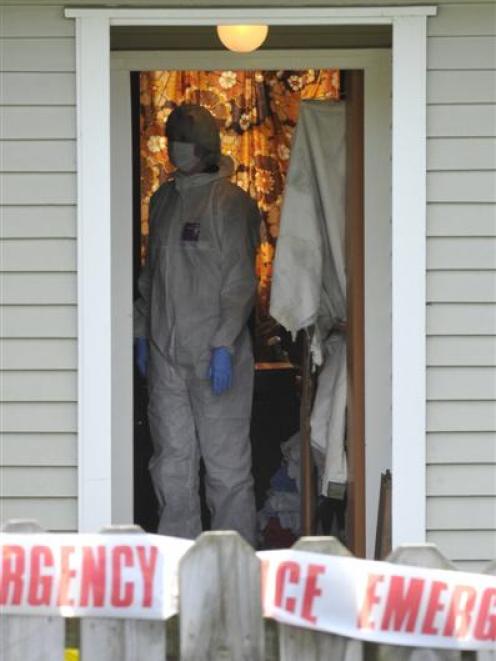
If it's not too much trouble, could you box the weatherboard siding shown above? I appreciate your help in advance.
[427,3,496,570]
[0,3,77,531]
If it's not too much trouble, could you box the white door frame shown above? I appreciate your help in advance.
[65,7,436,546]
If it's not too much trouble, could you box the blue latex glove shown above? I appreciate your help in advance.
[208,347,233,395]
[135,337,150,379]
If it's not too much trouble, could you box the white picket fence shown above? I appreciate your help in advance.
[0,521,496,661]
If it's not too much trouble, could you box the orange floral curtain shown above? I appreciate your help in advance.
[140,69,340,320]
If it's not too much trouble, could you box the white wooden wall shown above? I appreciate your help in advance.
[427,2,496,570]
[0,0,496,569]
[0,3,77,530]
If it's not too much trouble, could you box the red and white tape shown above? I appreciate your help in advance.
[0,534,496,650]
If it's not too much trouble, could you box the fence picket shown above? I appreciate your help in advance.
[179,531,264,661]
[81,526,167,661]
[366,544,475,661]
[279,537,362,661]
[0,520,65,661]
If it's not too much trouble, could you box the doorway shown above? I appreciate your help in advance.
[111,51,391,555]
[131,69,365,555]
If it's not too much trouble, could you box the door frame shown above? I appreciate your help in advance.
[65,7,436,546]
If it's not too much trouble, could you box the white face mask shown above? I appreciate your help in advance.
[169,140,201,174]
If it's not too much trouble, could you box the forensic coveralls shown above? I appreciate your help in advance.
[134,157,260,543]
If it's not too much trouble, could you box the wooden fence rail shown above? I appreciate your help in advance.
[0,521,496,661]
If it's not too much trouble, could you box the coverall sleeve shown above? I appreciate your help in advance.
[211,195,260,351]
[133,196,155,338]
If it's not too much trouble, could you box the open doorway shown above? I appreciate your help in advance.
[111,43,392,557]
[131,69,365,555]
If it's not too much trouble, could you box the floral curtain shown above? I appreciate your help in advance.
[140,69,340,321]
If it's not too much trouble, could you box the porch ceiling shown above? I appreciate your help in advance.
[110,25,392,51]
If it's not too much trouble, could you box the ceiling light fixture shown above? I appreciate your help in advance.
[217,25,269,53]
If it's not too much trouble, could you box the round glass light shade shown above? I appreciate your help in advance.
[217,25,269,53]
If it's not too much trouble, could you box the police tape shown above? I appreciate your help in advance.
[0,534,496,650]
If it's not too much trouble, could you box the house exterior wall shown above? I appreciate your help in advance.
[0,0,496,569]
[427,2,496,569]
[0,3,77,530]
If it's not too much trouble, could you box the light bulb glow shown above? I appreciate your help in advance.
[217,25,269,53]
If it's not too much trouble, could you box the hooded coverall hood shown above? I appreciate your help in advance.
[165,103,220,166]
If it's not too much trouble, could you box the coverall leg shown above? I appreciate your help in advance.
[190,337,255,545]
[148,337,255,544]
[148,343,202,539]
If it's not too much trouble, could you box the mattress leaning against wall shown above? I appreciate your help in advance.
[0,3,77,530]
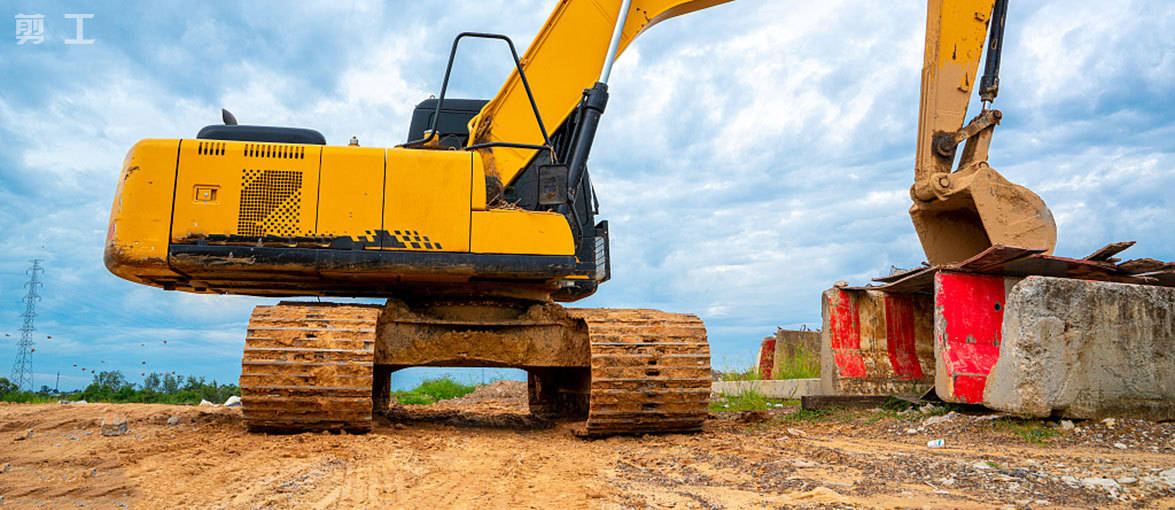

....

→ What is required
Reproduce every row above word for word, omitting the pictures from your answer.

→ Exercise response
If it's not too much trouble, could you box the weatherboard siding shown above? I appreciate your help in advance.
[427,3,496,570]
[0,3,77,531]
If it's not too much trouble, could you box the white door frame shown above? I appreciate your help in advance.
[65,7,436,546]
If it's not too much trouble, could you box the blue latex glove shown above? I appreciate your help in advance.
[208,347,233,395]
[135,337,150,379]
If it's not too much trouble, could you box the white picket fence shown above? I appreciate your help in advance.
[0,521,496,661]
If it's not too much trouble, could you box the orange floral curtain shown above? I appreciate your help in advance.
[140,69,340,320]
If it's not too much trouble, could you box the white wooden wall shown above? I appreciate your help in advance.
[427,2,496,570]
[0,0,496,569]
[0,3,77,530]
If it's not too much trouble, could you box the red and white tape shown above? I appreciate your help in advance.
[0,534,496,650]
If it's not too much trouble, could you box the fence picket shown above? I appreciate your help in advance.
[179,531,264,661]
[81,526,167,661]
[366,544,475,661]
[279,537,362,661]
[0,520,65,661]
If it's not too much trouble, could you box the doorway shown above? I appreciate your help in advance.
[111,51,391,555]
[131,69,365,555]
If it's not too much trouble, could you box the door frame shown above? I appreciate your help in advance.
[65,7,436,546]
If it's not too much trouble, could you box the white face mask shown above? I appreciate your help in advance.
[169,140,201,174]
If it's not too much trouble, could you box the forensic coveralls shown above? I appreciate your help in advance.
[134,157,260,543]
If it's not too much trouble, could you box the wooden fence rail shown above? I appreciate your help in advance.
[0,521,496,661]
If it's not too much trouble, could you box the coverall sleeve shown above? I appreciate your help in advance.
[211,195,260,351]
[133,196,155,338]
If it's not too much trouble, could you box the open doorway shown above? I appreciate your help in advance.
[111,43,392,557]
[131,69,365,555]
If it's not too much trouble, could you box the floral curtain shown above? I appreciate your help in advance.
[140,69,340,321]
If it's not too much trouble, could you box the porch ceiling shown above? I appreciate your help in advance.
[110,25,392,51]
If it's not too much trouble, could you box the ceiling light fixture shown above? I appreciate your help in advance.
[217,25,269,53]
If it's not too much trouble, could you box the round glass light shade shown above? I appreciate your help in advance.
[217,25,269,53]
If it's not too much trouble, could you box the police tape shown above? I appreciate your help in advance.
[0,534,496,650]
If it's not too much trouble, could you box the house exterior wall shown above? I appreciate your help in advance.
[0,0,496,569]
[427,2,496,569]
[0,3,77,530]
If it's not too much trouble, could you box the light bulb glow shown above? I appreciate your help in advance.
[217,25,269,53]
If it's not too much trouble, could you box the hooded coverall hood shown above? I appreciate your help in advance.
[165,103,220,166]
If it's not too much trouble, could you box the coverall leg shown above? I appreciate your help in advance.
[190,337,255,545]
[148,337,255,544]
[148,343,202,539]
If it's not too much trouble, could you box the mattress leaning against wall shown above? I appreciate your help in advance.
[0,3,77,530]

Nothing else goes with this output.